Once a company confirms its research activities meet the four-part test, the next step is to identify the specific costs that can be included in the credit calculation. These are known as Qualified Research Expenses (QREs) and must be directly tied to research conducted within Massachusetts. The expenses fall into two primary categories: in-house research expenses and contract research expenses.
In-house research expenses consist of the wages paid to employees for performing qualified services and the cost of supplies used in the research process. Qualified services include engaging in the conduct of research, providing direct supervision, or offering direct support for research activities. The cost of supplies includes any tangible property, other than land or depreciable property, that is used and consumed in qualified research, such as materials for a prototype.
The other category is contract research expenses, which are costs paid to a third party to perform research on the taxpayer’s behalf. For these expenses to qualify, the taxpayer must retain substantial rights to the research results. Only 65% of the amount paid to the third party is considered a QRE, and the research must be performed within Massachusetts.
After identifying all Qualified Research Expenses (QREs), the credit is computed. Massachusetts provides two distinct methods for this calculation: the regular credit calculation and the alternative simplified credit (ASC) calculation. A business must choose one method, and that choice can have significant implications for the final credit amount.
The regular credit calculation is more complex. It yields a credit equal to 10% of the QREs for the taxable year that exceed a calculated “base amount,” plus 15% of any basic research payments made to qualified educational institutions. The base amount is calculated by multiplying the company’s “fixed-base percentage” by its average annual gross receipts for the four preceding tax years. The fixed-base percentage is a ratio of aggregate QREs to aggregate gross receipts for a specific historical period, such as 1984-1988.
Alternatively, businesses can elect the simplified credit calculation. The ASC is 10% of the taxpayer’s current-year QREs that exceed 50% of the average QREs for the three preceding taxable years. If a taxpayer had no qualified research expenses in any of the three preceding tax years, the credit is 5% of the current year’s qualified research expenses. This method avoids the need to calculate a fixed-base percentage, making it a more straightforward option.
The credit is subject to limitations. It is limited to 100% of the corporation’s first $25,000 of corporate excise tax liability plus 75% of the liability over that amount. The credit cannot reduce the corporation’s tax liability below the minimum tax of $456.
Once the credit amount is calculated, it must be claimed on the company’s state tax filing. The primary form for this purpose is Massachusetts Schedule RC, Research Credit. This schedule is where the taxpayer details the calculation of the credit and reports the total QREs for the year.
The final credit amount calculated on Schedule RC is then transferred to the main corporate excise return. For a C corporation, this is Form 355, and for an S corporation, it is Form 355S. The credit directly reduces the amount of tax owed, and supporting documentation for the QREs should be maintained for verification.
Massachusetts law includes provisions for carrying forward any portion of the research credit that cannot be used in the current tax year. Unused regular credit can be carried forward for up to 15 years. If any portion of the credit is disallowed because of the 75% limitation rule, that specific amount can be carried forward indefinitely.
A provision beneficial to certain life sciences companies allows a portion of the unused research credit to become refundable after a specified period. This allows these businesses to receive a cash payment from the state even if they do not have sufficient tax liability to absorb the credit.
------------------------------------------------------------
Directions for this task: Beginning at the words "Once a company" and stopping after "for a prototype.", give that part of the text on Massachusetts research credits again, changing "supplies" to "consumables".

Stored entries:
------------------------------------------------------------
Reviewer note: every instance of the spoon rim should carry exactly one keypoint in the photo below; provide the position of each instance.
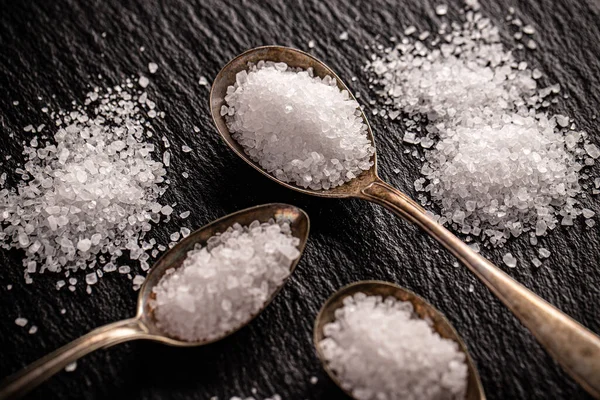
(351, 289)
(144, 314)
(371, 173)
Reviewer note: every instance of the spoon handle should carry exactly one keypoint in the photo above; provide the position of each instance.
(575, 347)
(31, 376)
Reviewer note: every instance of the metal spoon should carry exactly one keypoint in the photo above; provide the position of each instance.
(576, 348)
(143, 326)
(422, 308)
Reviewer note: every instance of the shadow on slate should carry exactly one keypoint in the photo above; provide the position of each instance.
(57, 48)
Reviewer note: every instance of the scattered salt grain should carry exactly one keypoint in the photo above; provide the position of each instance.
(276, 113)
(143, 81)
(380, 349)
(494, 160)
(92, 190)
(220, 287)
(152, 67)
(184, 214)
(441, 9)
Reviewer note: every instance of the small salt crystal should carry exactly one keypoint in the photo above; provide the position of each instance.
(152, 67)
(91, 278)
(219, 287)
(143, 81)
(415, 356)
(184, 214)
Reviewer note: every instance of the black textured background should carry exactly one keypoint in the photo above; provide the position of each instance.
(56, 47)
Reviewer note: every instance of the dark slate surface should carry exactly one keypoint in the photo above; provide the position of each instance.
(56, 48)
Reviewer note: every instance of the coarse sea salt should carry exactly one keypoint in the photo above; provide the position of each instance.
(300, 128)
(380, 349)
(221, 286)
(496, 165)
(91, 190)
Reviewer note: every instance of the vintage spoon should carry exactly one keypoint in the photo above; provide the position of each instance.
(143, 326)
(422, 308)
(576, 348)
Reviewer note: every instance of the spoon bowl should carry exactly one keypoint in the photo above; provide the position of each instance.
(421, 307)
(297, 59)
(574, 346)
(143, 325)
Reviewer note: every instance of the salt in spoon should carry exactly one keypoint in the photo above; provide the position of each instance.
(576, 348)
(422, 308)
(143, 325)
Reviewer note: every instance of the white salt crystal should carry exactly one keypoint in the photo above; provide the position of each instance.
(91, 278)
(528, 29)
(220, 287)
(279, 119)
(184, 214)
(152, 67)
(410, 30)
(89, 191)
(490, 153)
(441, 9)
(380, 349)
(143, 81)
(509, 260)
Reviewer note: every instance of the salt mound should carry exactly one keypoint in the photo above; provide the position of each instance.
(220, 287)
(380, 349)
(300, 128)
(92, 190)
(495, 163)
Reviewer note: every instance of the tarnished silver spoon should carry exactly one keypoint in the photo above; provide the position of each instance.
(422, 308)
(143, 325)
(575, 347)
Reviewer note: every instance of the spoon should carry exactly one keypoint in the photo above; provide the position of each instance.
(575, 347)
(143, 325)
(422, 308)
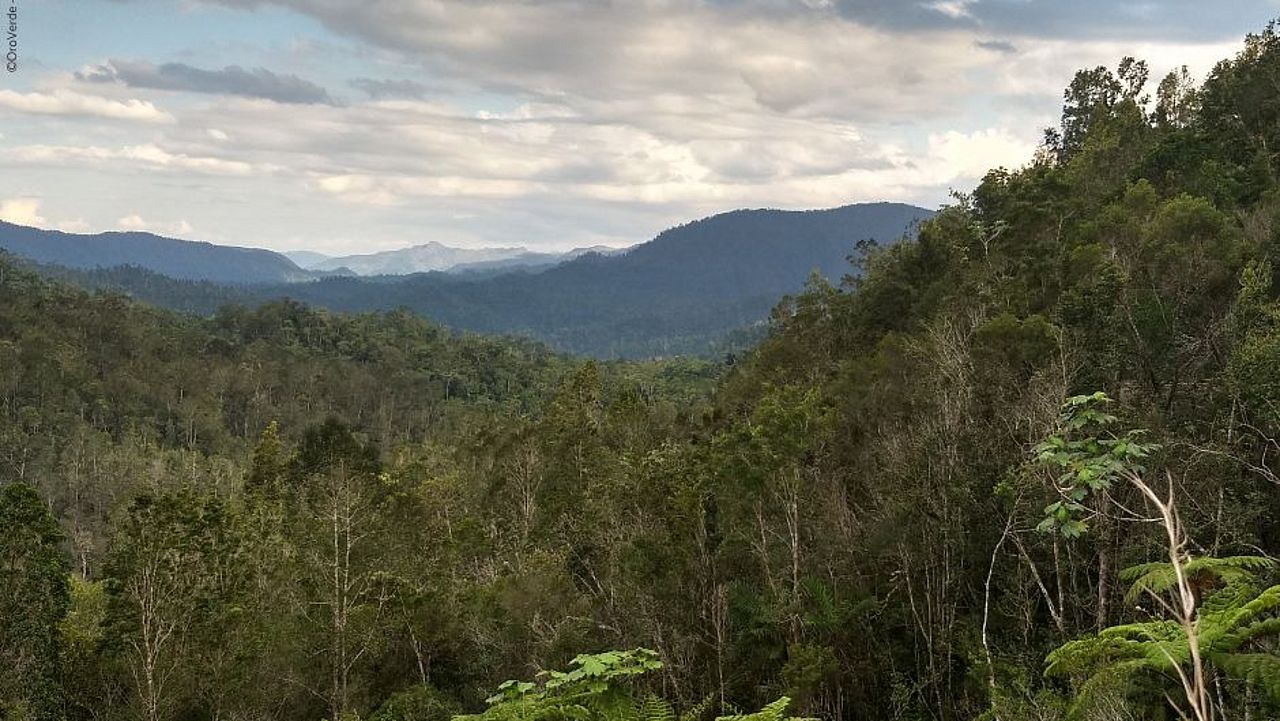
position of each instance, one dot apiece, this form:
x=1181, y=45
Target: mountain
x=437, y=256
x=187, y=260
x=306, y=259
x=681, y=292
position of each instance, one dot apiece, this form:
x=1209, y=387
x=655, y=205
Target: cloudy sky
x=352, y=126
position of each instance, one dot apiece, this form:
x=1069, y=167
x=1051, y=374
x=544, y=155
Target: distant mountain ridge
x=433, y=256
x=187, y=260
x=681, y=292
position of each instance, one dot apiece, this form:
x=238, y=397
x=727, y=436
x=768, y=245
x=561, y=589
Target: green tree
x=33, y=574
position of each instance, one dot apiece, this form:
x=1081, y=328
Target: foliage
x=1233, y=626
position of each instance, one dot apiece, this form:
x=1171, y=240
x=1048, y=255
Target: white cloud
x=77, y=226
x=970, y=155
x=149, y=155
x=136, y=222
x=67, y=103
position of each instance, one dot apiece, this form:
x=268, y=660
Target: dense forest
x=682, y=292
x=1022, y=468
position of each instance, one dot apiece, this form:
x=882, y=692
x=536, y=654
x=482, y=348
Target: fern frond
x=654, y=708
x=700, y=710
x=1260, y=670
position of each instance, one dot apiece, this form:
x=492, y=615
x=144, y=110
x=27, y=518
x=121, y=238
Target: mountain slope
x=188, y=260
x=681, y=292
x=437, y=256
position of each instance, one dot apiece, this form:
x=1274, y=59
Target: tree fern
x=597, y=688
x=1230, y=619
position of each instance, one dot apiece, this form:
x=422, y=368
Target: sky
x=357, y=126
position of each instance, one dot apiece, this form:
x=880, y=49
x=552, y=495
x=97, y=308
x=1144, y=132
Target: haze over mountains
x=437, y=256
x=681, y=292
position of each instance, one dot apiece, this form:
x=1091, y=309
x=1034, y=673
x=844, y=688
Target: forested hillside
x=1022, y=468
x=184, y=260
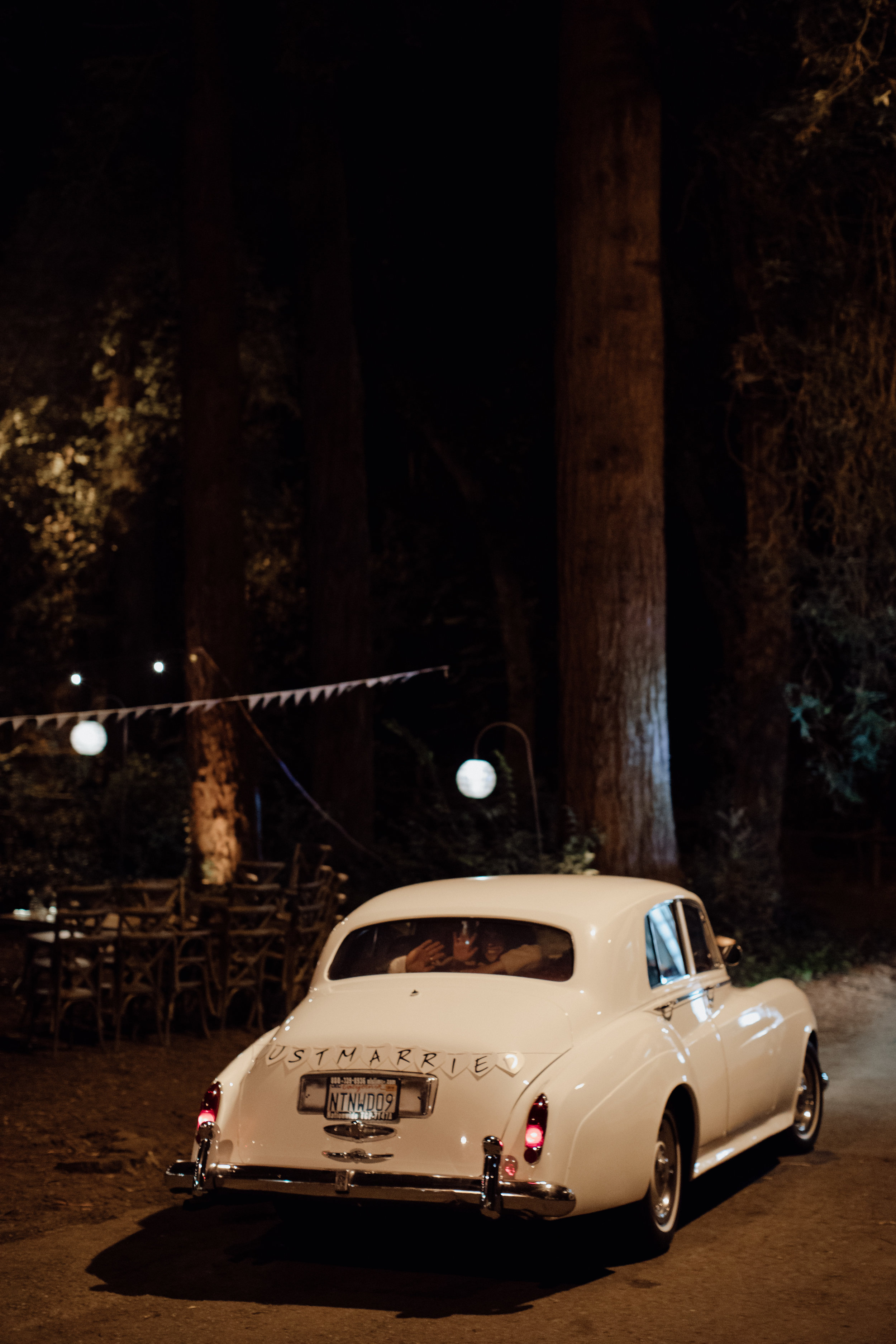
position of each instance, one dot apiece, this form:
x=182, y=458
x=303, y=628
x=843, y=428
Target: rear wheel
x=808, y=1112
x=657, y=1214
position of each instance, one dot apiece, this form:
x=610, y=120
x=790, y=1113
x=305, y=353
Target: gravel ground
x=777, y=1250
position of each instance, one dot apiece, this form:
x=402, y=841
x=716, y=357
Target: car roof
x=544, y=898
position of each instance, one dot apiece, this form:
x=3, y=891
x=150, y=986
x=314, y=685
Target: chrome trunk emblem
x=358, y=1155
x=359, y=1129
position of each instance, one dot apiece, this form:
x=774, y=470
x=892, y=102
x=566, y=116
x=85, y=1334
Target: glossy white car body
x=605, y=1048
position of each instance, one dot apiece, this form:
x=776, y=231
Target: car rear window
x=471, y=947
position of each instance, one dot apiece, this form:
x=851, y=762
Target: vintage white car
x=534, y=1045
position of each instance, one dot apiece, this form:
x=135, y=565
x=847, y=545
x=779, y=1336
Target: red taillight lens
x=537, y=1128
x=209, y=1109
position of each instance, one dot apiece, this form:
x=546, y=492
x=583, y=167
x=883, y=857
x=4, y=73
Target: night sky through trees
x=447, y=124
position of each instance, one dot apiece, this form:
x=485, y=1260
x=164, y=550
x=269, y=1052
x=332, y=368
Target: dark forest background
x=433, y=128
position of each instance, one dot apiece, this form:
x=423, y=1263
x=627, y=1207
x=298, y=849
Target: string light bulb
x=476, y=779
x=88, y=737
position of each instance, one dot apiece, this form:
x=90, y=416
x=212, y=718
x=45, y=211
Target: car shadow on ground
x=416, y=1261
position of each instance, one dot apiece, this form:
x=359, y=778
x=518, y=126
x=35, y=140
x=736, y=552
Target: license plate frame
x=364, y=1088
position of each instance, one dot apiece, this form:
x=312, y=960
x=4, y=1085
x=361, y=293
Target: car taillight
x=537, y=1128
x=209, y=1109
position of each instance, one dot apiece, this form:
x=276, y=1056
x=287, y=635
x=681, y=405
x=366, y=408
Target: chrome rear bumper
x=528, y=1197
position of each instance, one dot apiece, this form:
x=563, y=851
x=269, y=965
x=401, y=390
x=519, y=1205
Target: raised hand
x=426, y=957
------------------------------------------------------------
Exercise result:
Once a company confirms its research activities meet the four-part test, the next step is to identify the specific costs that can be included in the credit calculation. These are known as Qualified Research Expenses (QREs) and must be directly tied to research conducted within Massachusetts. The expenses fall into two primary categories: in-house research expenses and contract research expenses.
In-house research expenses consist of the wages paid to employees for performing qualified services and the cost of consumables used in the research process. Qualified services include engaging in the conduct of research, providing direct supervision, or offering direct support for research activities. The cost of consumables includes any tangible property, other than land or depreciable property, that is used and consumed in qualified research, such as materials for a prototype.